## REQUEST 1
Reproduce the conference listing below in full, word for word.

## DOCUMENT SECTION
====================

CONFERENCES AND WORKSHOPS
Mid-Atlantic Popular & American Culture Association
(MAPACA) 2026 Summer Virtual Symposium
https://mapaca.net/2026-virtual-symposium
Proposals are welcome on all aspects of popular and American
culture for inclusion in the 2026
Mid-Atlantic Popular & American Culture Association (MAPACA) Virtual
Symposium, an online event open to all our participants, will take place
on July 26, 2026. Your proposal should take the form of a 300-word
abstract, submitted to one appropriate area. For a list of areas and area chair
contact information, visit our Areas page. General
questions can be directed to mapaca@mapaca.net. The deadline for submission
is April 30, 2026.
Contact Email mapaca@mapaca.net
Critical Mixed Race Studies
https://pamla.ballastacademic.com/Home/S/19979
Pacific Ancient and Modern Language Association (PAMLA) in
Seattle, Washington, from November 12-15, 2026.

====================

## RECORDS TO PROCESS

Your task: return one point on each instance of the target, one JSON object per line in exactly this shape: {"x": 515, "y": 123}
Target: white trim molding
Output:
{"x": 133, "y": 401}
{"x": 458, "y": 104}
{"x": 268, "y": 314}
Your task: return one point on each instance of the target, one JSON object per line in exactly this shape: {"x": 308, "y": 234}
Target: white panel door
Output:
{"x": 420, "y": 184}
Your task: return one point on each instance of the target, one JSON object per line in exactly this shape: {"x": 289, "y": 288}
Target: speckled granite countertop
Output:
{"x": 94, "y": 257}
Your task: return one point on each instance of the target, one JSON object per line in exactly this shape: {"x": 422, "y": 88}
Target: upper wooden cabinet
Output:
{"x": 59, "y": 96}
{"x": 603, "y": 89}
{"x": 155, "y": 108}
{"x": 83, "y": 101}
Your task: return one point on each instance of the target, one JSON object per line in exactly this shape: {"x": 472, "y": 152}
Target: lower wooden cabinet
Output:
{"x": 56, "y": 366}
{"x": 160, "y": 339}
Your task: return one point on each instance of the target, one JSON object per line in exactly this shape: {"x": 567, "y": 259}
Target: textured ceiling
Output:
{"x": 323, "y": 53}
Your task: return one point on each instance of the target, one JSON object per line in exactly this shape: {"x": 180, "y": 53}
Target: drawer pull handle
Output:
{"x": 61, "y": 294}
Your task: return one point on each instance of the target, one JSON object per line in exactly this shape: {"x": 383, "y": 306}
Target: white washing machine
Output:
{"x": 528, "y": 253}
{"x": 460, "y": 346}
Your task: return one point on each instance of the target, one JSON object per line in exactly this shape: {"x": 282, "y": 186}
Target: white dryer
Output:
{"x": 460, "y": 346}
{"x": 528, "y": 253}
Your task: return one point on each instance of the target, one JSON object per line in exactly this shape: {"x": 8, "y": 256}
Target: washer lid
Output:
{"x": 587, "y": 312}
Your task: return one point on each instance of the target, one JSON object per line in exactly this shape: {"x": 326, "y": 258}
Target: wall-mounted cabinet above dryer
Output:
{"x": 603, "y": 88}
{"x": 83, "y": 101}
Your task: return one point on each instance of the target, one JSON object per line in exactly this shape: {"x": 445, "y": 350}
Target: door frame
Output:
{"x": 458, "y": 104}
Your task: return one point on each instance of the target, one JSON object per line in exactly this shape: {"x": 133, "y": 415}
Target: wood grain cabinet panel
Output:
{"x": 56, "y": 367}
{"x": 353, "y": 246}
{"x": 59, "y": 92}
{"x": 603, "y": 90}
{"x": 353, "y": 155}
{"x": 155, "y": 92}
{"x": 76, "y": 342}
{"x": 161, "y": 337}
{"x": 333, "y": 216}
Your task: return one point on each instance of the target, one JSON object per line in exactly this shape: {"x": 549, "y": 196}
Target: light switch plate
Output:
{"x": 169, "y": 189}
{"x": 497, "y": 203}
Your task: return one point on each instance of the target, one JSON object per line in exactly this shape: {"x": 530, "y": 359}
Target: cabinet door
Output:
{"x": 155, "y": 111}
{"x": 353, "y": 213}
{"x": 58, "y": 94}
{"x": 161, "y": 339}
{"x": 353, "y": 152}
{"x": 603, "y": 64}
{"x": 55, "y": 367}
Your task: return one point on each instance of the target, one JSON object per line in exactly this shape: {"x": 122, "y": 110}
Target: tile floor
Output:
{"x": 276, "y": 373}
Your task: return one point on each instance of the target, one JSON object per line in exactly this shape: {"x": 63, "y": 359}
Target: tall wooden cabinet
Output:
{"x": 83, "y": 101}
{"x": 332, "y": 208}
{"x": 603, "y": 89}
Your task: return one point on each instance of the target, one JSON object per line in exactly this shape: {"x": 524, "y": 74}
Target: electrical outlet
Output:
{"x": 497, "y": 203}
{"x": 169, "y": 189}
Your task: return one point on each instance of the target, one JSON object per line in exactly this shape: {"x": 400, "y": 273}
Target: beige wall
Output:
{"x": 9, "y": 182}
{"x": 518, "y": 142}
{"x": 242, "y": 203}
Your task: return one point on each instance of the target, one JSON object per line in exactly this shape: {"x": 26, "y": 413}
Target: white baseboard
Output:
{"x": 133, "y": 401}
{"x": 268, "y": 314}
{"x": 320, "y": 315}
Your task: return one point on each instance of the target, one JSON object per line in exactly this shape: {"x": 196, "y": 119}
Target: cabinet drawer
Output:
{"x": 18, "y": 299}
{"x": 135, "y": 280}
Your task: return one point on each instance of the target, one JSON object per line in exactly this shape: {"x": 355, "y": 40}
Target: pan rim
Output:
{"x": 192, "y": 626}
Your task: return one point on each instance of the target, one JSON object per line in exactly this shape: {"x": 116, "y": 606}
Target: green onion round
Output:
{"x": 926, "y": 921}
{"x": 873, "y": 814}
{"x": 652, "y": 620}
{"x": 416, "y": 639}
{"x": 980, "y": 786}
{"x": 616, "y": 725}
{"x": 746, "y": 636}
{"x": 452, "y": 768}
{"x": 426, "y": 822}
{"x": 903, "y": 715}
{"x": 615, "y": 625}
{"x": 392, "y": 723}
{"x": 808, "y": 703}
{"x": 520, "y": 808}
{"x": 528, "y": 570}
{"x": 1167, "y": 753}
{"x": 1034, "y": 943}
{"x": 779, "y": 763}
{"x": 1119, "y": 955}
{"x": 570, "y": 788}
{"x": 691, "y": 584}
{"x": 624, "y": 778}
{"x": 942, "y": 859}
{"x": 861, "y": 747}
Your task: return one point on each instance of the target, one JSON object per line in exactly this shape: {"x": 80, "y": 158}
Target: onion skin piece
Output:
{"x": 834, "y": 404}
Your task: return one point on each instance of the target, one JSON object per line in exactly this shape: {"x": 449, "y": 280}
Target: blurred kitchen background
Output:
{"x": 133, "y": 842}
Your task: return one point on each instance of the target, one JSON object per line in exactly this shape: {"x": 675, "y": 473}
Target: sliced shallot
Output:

====================

## REQUEST 2
Pick out every line in the rows above that contains the word "dryer".

## WRITTEN SOLUTION 1
CONFERENCES AND WORKSHOPS
Mid-Atlantic Popular & American Culture Association
(MAPACA) 2026 Summer Virtual Symposium
https://mapaca.net/2026-virtual-symposium
Proposals are welcome on all aspects of popular and American
culture for inclusion in the 2026
Mid-Atlantic Popular & American Culture Association (MAPACA) Virtual
Symposium, an online event open to all our participants, will take place
on July 26, 2026. Your proposal should take the form of a 300-word
abstract, submitted to one appropriate area. For a list of areas and area chair
contact information, visit our Areas page. General
questions can be directed to mapaca@mapaca.net. The deadline for submission
is April 30, 2026.
Contact Email mapaca@mapaca.net
Critical Mixed Race Studies
https://pamla.ballastacademic.com/Home/S/19979
Pacific Ancient and Modern Language Association (PAMLA) in
Seattle, Washington, from November 12-15, 2026.

## WRITTEN SOLUTION 2
Target: white dryer
Target: wall-mounted cabinet above dryer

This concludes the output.